> [SELECTED PASSAGE]:

-- Opening Marker --

By Lou Sanson, Director-General
It was wonderful to have five Ministers participate in the Government’s announcement to fund $28 million towards the vision of Predator Free New Zealand by 2050.

At Monday’s announcement, from left: Hon. Nick Smith, Hon. Nathan Guy, Hon. Maggie Barry, Hon. Steven Joyce, Rt Hon. John Key
This is one of the most significant conservation announcements to be made in recent DOC history. Within hours of Monday’s announcement, the news was picked up all major media outlets in New Zealand as well as international publications including the BBC, Al Jazeera, The Guardian, The Financial Times, Shanghai Daily, Time and NPR. By Wednesday, Kevin Hackwell of Forest and Bird had done nine international interviews crediting the Government’s announcement.
Shortly before he passed away in 2012, Sir Paul Callaghan gave a speech where he stated that Predator Free New Zealand could be this country’s ‘moon shot’.
Since then, a number of people and organisations have worked tirelessly towards this dream. They include Rob Fenwick (Chair of PFNZ), Chris Liddell and Devon McLean (NEXT Foundation), Gareth and Sam Morgan (Morgan Foundation) and Stephen Tindall (Tindall Foundation).

From left: Hon. Steven Joyce, Lou Sanson, Rt Hon. John Key, DOC Deputy Director-General Science and Policy Bruce Parkes, NEXT Foundation’s Chris Liddell, Hon. Maggie Barry
Recently we have had the likes of Biological Heritage National Science Challenge (Dr Andrea Byron), Crofton Downs – Predator Free (Kelvin Hastie), The Cacophony Project (Grant Ryan), the Celium platform from Encounter Solutions (Simon Croft), and the team behind Goodnature NZ, all developing new technology and social movements which are helping accelerate this change.
Coupled with outstanding community projects like Reconnecting Northland, Cape to City, Wild For Taranaki and the superb initiatives of NEXT Foundation (established by Neal and Annette Plowman) including Project Janszoon and Project Taranaki Mounga – the movement that has helped create the vision has become a serious player in New Zealand as we see a societal shift to an ‘army of volunteers’ backed by leading-edge science to bring back our birds.

From left: Bruce Parkes, Hon. Maggie Barry, Hon. Steven Joyce.
Broadly, the concept is for DOC, Ministry for Primary Industries, OSPRI and Regional Councils to combine our current pest control resources to leverage new funding, connect with commercial and philanthropic funding, and engage community conservation to deliver a much more integrated approach to landscape scale predator management in New Zealand. As always, our relationship with our Treaty partners will be critical to DOC’s contribution to this initiative.

-- Closing Marker --

> [STUDY QUESTIONS]:
(a) From the Predator Free New Zealand piece, reproduce the stretch from "Shortly before he" through "Tindall (Tindall Foundation).".
(b) According to the Predator Free New Zealand piece, how many international interviews had Kevin Hackwell of Forest and Bird done by Wednesday?
(c) List every international publication that the Predator Free New Zealand piece names as having picked up the news.

> [DATA SECTION]:
-- Opening Marker --

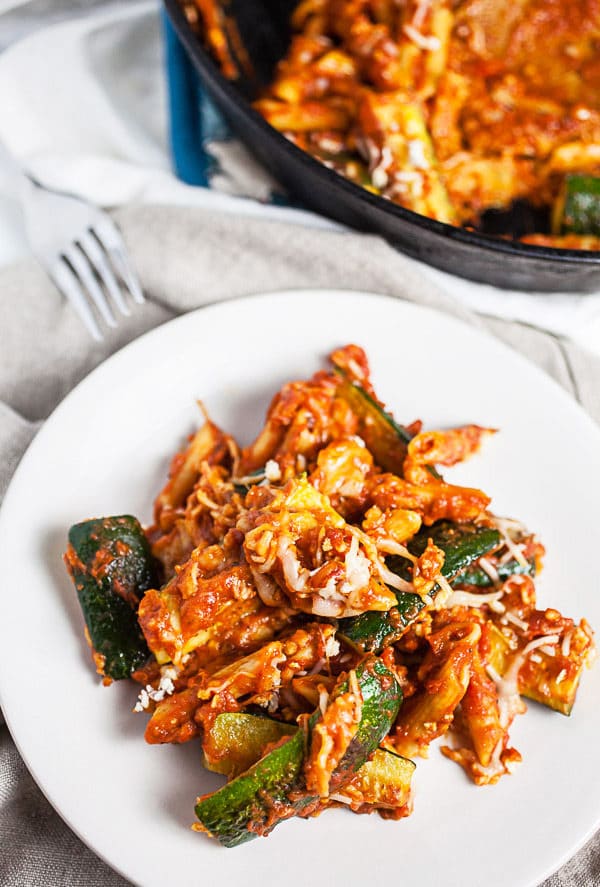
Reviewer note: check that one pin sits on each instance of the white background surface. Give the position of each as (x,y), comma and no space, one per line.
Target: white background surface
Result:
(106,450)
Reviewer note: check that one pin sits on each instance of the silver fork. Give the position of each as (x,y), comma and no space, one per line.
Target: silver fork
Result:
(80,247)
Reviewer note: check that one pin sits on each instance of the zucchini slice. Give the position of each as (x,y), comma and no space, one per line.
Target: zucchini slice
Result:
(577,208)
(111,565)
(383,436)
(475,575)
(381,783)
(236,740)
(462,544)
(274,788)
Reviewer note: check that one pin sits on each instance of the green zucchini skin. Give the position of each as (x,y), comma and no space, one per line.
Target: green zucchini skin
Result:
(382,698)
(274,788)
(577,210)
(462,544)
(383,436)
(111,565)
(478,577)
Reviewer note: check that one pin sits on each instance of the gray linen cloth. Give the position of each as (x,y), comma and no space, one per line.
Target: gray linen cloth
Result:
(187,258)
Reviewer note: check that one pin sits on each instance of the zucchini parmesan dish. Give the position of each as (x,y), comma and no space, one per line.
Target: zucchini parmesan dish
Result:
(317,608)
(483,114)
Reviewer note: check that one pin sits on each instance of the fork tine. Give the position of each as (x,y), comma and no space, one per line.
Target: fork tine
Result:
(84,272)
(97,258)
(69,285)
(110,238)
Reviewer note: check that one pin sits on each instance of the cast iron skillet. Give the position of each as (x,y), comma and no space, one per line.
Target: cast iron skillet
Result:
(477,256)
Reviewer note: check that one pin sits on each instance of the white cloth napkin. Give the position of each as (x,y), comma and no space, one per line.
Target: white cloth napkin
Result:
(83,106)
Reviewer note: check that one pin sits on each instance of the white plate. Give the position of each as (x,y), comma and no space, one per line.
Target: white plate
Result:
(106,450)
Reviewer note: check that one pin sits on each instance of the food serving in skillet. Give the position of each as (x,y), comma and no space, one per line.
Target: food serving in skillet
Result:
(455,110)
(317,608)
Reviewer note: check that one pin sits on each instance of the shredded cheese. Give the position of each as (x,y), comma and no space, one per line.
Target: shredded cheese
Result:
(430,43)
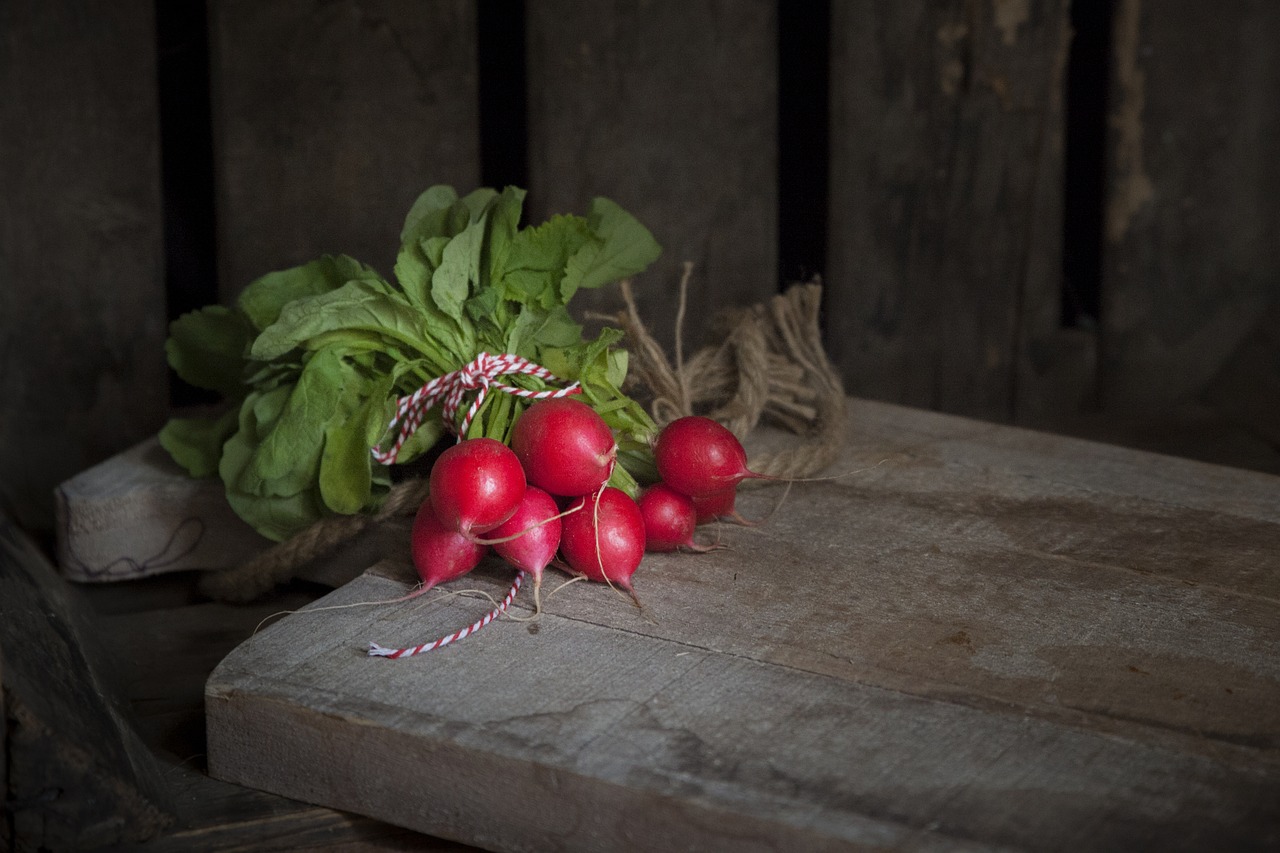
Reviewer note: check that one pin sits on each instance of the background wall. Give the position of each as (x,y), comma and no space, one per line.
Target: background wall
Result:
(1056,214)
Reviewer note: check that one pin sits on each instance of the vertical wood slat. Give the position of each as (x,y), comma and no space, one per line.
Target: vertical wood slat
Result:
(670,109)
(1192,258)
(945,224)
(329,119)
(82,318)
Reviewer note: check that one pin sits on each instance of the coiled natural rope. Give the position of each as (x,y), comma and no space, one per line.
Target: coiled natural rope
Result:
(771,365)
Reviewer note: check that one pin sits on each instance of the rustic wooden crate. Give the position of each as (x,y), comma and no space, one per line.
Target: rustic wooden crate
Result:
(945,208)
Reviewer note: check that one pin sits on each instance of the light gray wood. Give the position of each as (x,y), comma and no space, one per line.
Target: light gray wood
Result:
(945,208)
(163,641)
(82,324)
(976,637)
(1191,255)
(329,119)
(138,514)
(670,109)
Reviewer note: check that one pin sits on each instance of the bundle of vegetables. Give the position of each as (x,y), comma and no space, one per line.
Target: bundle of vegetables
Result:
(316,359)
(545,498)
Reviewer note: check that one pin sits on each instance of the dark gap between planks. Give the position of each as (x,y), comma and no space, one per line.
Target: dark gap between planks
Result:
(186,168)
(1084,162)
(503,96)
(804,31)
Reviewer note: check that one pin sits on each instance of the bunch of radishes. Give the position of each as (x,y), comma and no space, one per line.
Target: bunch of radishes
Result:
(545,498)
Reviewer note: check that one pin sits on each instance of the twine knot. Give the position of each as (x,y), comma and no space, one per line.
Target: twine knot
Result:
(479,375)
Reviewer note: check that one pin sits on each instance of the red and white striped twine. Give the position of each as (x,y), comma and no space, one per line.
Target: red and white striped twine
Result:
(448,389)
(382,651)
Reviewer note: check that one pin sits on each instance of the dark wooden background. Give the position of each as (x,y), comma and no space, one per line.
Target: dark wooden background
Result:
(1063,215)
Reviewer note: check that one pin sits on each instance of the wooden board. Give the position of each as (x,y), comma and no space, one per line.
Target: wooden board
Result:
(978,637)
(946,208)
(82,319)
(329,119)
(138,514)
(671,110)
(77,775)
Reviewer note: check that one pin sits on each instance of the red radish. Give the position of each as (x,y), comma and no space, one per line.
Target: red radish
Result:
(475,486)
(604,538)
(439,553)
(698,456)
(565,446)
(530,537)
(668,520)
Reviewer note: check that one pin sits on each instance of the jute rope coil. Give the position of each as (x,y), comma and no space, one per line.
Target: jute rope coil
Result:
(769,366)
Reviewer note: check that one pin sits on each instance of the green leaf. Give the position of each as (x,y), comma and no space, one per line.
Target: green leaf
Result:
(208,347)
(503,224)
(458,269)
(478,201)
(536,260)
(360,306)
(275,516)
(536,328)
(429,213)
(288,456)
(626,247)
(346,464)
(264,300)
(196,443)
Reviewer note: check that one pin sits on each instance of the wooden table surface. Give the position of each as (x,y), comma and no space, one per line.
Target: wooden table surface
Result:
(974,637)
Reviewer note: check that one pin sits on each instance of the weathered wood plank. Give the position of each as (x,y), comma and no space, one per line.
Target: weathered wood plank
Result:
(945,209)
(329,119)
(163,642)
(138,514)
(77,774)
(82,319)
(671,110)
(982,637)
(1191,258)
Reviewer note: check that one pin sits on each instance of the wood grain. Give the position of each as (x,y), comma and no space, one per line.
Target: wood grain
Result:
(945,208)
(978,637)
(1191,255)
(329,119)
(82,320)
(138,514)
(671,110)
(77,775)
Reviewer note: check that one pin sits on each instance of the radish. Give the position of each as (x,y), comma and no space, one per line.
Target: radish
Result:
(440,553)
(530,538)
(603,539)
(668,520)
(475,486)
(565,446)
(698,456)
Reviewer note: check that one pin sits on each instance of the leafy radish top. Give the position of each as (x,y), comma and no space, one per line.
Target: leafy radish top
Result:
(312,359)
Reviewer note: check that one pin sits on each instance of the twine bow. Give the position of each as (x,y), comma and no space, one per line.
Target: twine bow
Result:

-- Closing Marker --
-- Opening Marker --

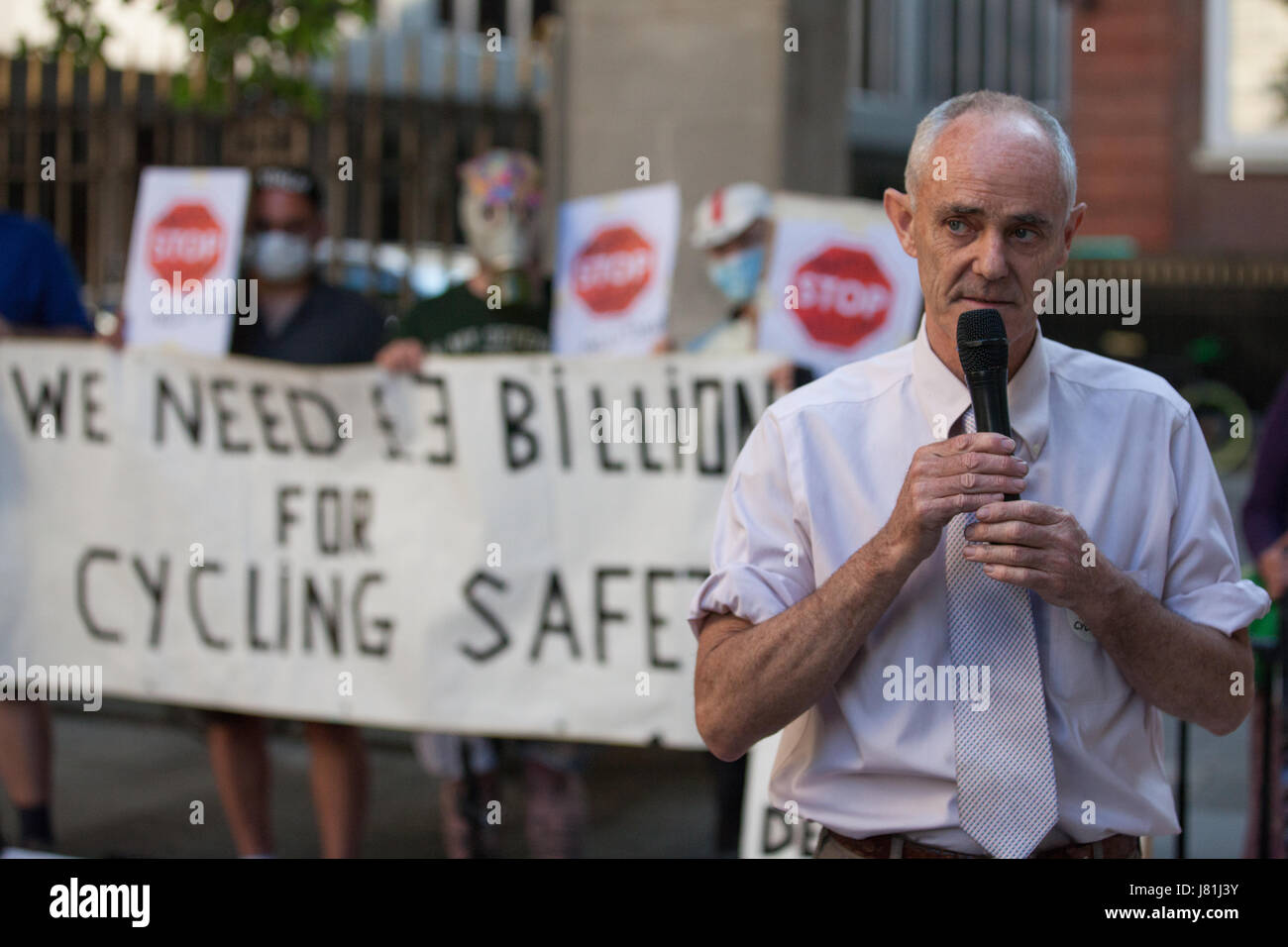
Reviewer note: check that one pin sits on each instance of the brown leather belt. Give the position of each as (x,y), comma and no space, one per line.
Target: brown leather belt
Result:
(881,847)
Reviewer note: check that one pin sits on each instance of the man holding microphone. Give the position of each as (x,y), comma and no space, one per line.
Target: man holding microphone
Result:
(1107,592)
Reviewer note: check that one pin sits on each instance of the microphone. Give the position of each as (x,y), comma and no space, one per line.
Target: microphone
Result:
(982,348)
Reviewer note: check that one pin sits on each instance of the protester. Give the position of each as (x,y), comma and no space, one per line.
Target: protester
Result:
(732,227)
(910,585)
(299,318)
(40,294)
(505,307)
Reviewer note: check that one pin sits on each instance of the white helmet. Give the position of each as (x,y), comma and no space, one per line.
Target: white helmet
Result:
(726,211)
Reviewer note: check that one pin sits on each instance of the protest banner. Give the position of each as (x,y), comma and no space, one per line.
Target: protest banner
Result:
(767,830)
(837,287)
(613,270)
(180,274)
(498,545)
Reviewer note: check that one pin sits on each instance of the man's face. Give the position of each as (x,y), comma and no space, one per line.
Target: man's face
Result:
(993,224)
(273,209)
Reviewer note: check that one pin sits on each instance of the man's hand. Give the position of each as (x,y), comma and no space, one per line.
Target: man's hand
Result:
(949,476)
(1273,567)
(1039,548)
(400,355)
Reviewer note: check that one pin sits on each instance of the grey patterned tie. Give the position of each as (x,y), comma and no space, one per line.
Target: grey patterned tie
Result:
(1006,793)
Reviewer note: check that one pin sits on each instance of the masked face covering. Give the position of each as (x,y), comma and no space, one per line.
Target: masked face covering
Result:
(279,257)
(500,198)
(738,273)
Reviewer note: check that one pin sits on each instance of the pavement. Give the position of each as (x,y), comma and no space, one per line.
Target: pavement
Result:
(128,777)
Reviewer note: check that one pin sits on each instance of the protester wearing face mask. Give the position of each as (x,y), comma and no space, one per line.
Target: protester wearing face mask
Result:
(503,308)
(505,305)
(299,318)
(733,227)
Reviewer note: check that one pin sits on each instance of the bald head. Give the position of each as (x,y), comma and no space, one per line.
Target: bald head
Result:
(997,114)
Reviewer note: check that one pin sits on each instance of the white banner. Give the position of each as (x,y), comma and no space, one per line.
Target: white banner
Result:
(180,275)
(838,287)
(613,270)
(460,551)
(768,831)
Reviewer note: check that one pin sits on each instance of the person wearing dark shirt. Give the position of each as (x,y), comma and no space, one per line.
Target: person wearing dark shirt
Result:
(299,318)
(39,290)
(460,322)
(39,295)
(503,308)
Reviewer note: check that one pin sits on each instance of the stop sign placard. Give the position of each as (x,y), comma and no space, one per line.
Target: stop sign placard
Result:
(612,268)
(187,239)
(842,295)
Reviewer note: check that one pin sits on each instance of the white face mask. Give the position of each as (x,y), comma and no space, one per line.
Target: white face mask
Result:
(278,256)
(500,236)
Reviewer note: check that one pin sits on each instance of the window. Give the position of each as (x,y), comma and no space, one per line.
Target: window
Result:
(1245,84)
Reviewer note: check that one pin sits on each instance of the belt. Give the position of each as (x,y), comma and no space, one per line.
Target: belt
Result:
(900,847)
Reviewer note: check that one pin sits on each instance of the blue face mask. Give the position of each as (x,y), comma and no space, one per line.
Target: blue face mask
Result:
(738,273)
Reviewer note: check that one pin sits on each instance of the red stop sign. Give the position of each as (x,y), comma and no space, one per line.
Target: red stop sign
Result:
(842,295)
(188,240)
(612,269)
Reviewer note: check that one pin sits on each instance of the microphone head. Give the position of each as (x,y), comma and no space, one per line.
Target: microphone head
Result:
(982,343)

-- Closing Marker --
-- Opening Marker --

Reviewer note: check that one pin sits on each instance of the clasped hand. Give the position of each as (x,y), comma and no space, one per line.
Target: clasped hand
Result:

-- Closing Marker --

> [TASK RESULTS]:
(a)
Shortly before he passed away in 2012, Sir Paul Callaghan gave a speech where he stated that Predator Free New Zealand could be this country’s ‘moon shot’.
Since then, a number of people and organisations have worked tirelessly towards this dream. They include Rob Fenwick (Chair of PFNZ), Chris Liddell and Devon McLean (NEXT Foundation), Gareth and Sam Morgan (Morgan Foundation) and Stephen Tindall (Tindall Foundation).

(b) Nine

(c) BBC, Al Jazeera, The Guardian, The Financial Times, Shanghai Daily, Time, NPR